Segmentation dataset records:
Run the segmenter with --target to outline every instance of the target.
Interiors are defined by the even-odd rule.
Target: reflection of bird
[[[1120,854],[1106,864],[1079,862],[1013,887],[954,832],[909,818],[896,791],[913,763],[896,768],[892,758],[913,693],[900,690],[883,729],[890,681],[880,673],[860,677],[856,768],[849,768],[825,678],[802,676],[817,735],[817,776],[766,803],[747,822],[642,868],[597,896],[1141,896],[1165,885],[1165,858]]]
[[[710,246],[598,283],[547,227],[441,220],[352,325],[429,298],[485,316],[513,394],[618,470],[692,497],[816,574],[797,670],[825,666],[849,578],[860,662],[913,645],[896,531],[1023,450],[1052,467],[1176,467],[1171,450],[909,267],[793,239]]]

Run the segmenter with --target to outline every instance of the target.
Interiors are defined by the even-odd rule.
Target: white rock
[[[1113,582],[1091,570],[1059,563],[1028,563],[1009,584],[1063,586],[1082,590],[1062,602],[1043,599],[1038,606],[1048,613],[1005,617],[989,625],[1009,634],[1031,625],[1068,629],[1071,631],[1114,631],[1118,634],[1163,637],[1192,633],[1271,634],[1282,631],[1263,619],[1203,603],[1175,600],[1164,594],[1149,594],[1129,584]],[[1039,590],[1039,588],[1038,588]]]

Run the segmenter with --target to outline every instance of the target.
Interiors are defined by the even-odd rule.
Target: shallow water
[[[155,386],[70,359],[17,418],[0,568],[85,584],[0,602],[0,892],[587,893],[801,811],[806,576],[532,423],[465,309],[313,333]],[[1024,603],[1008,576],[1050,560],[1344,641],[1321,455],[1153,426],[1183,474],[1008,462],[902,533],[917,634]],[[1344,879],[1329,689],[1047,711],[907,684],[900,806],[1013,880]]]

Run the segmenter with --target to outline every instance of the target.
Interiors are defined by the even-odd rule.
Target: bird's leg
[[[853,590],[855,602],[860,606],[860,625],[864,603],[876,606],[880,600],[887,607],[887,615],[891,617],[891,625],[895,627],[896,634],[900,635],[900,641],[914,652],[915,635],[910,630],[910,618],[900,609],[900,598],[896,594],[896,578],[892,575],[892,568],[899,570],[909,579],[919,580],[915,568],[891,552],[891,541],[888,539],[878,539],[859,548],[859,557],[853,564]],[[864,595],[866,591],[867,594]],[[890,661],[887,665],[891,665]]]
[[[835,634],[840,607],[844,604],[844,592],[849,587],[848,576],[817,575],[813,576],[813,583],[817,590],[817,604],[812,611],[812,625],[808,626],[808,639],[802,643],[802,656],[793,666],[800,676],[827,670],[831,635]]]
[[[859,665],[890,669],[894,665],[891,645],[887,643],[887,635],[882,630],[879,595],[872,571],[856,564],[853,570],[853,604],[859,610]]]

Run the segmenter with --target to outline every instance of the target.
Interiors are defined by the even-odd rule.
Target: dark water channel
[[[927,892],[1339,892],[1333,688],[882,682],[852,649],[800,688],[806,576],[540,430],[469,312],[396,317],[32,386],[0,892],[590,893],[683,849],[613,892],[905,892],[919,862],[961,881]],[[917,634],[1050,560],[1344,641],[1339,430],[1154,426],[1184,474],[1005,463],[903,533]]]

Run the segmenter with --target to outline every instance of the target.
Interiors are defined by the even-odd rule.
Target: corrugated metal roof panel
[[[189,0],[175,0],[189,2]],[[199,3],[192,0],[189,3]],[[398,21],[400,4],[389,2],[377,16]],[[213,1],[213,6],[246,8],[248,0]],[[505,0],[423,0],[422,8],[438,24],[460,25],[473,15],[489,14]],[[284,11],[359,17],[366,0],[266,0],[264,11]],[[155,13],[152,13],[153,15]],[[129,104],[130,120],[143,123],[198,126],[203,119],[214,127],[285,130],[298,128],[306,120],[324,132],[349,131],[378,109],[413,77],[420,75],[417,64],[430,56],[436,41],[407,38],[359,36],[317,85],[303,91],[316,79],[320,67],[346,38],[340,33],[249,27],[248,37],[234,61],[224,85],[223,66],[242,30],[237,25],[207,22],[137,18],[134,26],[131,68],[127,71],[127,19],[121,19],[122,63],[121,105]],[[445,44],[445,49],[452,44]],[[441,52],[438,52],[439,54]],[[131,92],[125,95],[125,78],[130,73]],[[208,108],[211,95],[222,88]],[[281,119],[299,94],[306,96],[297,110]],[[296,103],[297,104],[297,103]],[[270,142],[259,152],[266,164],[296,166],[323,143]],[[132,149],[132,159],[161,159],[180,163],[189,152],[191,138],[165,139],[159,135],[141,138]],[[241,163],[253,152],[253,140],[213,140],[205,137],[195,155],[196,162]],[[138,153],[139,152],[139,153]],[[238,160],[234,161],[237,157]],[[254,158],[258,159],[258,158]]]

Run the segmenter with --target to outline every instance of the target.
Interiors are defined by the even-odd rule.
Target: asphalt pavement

Stated problem:
Report each line in the rows above that contains the word "water", copying every such line in full.

Result of the exercise:
Target: shallow water
Target: dark water channel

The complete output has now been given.